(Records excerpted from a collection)
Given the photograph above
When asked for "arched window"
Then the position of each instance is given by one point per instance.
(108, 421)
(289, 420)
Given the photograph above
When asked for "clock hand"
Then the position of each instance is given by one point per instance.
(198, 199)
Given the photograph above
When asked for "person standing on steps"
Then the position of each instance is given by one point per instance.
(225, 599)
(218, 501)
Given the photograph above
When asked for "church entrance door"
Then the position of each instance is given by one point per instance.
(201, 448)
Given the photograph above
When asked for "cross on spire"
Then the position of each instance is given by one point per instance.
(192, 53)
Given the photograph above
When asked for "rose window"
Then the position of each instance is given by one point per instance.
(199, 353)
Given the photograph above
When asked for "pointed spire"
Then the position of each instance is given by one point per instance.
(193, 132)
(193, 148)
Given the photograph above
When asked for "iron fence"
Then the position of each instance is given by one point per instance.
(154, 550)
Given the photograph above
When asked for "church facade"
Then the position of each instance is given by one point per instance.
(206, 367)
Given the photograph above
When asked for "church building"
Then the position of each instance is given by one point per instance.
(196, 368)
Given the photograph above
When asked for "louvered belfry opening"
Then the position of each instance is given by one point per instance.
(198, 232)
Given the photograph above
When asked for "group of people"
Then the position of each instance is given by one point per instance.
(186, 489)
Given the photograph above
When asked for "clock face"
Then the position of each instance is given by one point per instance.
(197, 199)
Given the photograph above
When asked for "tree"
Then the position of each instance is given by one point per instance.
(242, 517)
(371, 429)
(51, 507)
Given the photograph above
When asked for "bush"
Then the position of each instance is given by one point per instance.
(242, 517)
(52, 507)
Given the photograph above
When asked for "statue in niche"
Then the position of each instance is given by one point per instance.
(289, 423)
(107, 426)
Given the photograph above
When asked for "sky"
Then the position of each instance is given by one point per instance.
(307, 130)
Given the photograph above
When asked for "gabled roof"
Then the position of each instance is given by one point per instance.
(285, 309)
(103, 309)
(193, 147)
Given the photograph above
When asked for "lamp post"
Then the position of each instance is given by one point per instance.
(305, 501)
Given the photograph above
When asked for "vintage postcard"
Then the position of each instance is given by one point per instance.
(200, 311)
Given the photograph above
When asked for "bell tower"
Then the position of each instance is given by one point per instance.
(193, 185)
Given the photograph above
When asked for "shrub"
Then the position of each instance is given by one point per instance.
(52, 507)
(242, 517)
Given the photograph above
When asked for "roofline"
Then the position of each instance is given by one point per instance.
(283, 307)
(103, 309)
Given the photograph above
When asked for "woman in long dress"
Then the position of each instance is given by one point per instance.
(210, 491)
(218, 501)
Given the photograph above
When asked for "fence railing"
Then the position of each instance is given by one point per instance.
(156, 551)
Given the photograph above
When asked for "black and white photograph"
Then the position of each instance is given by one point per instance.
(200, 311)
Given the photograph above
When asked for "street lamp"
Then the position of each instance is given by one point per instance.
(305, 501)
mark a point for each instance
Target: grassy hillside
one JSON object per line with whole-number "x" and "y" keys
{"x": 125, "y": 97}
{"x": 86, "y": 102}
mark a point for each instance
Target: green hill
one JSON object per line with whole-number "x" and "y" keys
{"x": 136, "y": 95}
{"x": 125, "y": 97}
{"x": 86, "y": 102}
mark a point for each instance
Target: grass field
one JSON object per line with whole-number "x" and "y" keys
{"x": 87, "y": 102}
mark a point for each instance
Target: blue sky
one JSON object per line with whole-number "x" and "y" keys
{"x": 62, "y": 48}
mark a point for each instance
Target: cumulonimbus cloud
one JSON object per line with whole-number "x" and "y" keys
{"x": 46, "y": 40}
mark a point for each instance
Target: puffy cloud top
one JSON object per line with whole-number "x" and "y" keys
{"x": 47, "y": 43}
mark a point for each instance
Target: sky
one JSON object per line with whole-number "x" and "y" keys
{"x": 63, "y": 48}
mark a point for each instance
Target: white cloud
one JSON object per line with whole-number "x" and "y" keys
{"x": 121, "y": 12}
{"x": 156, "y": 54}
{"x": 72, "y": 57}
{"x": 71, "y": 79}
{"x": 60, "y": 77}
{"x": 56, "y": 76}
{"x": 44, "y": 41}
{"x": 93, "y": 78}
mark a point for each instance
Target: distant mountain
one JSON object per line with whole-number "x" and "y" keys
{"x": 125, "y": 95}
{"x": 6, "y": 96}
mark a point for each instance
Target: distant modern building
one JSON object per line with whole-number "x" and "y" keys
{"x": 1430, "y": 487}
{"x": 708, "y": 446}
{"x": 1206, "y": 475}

> [AIM OF THE TASK]: Once you have read the data, copy all of it out exactly.

> [THE ANSWER]:
Given the photograph above
When asked for "arched window"
Then the position of each instance is given by one point per instance.
(108, 421)
(289, 420)
Given the photograph above
When asked for "clock hand"
Then the position of each instance is given by one point per instance.
(198, 199)
Given the photograph above
When asked for "person standing on steps"
Then the position of each instance is given by one point per instance.
(225, 599)
(218, 501)
Given the photograph above
When asked for "church entrance door"
Then the position of each instance is given by one point per instance.
(201, 448)
Given the photograph above
When asked for "cross on spire"
Then the position of each instance is given by one point per instance.
(192, 53)
Given the photograph above
When asked for "rose window"
Then the position of each instance is given by one point per instance.
(199, 353)
Given the photograph above
When asked for "pointed spire"
Then the position of each instance is given by one point per instance.
(193, 132)
(193, 148)
Given the photograph above
When asked for "iron fence"
Then the position of each instance is given by one point per instance.
(154, 550)
Given the photograph above
When asked for "church facade"
Then the position of each instance is given by one point per instance.
(206, 367)
Given the photograph above
When asked for "church building"
Then the position of each instance is given by one point per instance.
(196, 368)
Given the photograph above
When asked for "louvered belfry opening"
Then the position of each instance is given by one point per instance.
(198, 232)
Given the photograph above
When asked for "group of people"
Then the position of each instance is given by one point per instance.
(186, 489)
Given the photograph above
When asked for "clock face"
Then the position of each instance is given by one point per instance.
(197, 199)
Given the photograph above
When asked for "tree"
Then the position of each instance is given by one point per instance.
(242, 517)
(371, 429)
(51, 507)
Given the photograph above
When asked for "bush"
Then the position of each instance is given by one point per instance.
(242, 517)
(52, 507)
Given the photograph above
When asked for "statue in niche"
Then the position of each instance is given by one point per instance.
(289, 423)
(107, 426)
Given the photograph above
When asked for "sky"
Then the position of each instance is given by one point per instance.
(307, 130)
Given the photograph above
When asked for "gabled roof"
Then the position of each instance is given by one point per instance.
(285, 309)
(103, 309)
(193, 147)
Given the photograph above
When asked for "lamp post"
Then the position of each instance is given by one point per instance.
(305, 501)
Given the photograph above
When asked for "vintage postcard"
Then the position of each instance is given by one point per instance.
(200, 311)
Given the photograph above
When asked for "bell tower"
Then the position of each instance is given by one point per instance.
(193, 185)
Given the photograph above
When asked for "shrub"
Then the position of each instance is given by one point per instance.
(52, 507)
(242, 517)
Given the photograph above
When asked for "roofline"
Then the position of each instance is given by one point per instance.
(283, 307)
(103, 309)
Given the photograph above
When asked for "woman in long dress"
Then the position of each instance is given by one point per instance.
(210, 491)
(218, 501)
Given the photograph above
When asked for "fence railing"
Then the position of each instance is given by one point per instance.
(156, 551)
Given the photograph above
When asked for "black and white photograph"
Then the position of each instance is given by one point per instance.
(200, 311)
Given the photograph above
When asked for "street lamp"
Then the position of each instance is given by one point per instance.
(305, 501)
mark a point for each instance
Target: grassy hillside
one JSON object per line with whole-number "x" and "y" keys
{"x": 125, "y": 97}
{"x": 86, "y": 102}
mark a point for each instance
Target: green hill
one JSON object per line with whole-number "x" and "y" keys
{"x": 136, "y": 95}
{"x": 125, "y": 97}
{"x": 86, "y": 102}
mark a point for each instance
Target: grass field
one JSON object per line with whole-number "x" and "y" keys
{"x": 87, "y": 102}
mark a point for each instance
Target: blue sky
one JSON object per line with whole-number "x" and "y" keys
{"x": 62, "y": 48}
mark a point for each instance
Target: cumulonimbus cloud
one JSON object per line with whole-number "x" and "y" keys
{"x": 46, "y": 40}
mark a point for each instance
Target: puffy cloud top
one JSON object per line with whole-number "x" and "y" keys
{"x": 47, "y": 43}
mark a point for each instance
Target: sky
one JSON object per line with whole-number "x" and "y" keys
{"x": 63, "y": 48}
mark a point for each instance
Target: white cloud
one JSON object per line with whole-number "x" and "y" keys
{"x": 121, "y": 12}
{"x": 156, "y": 54}
{"x": 72, "y": 57}
{"x": 71, "y": 79}
{"x": 60, "y": 77}
{"x": 56, "y": 76}
{"x": 44, "y": 41}
{"x": 93, "y": 78}
mark a point for each instance
Target: distant mountain
one JSON object per line with whole-number "x" and "y" keys
{"x": 125, "y": 95}
{"x": 6, "y": 96}
mark a point for each instance
Target: distant modern building
one JSON object per line with whole-number "x" and "y" keys
{"x": 1430, "y": 487}
{"x": 708, "y": 446}
{"x": 1206, "y": 475}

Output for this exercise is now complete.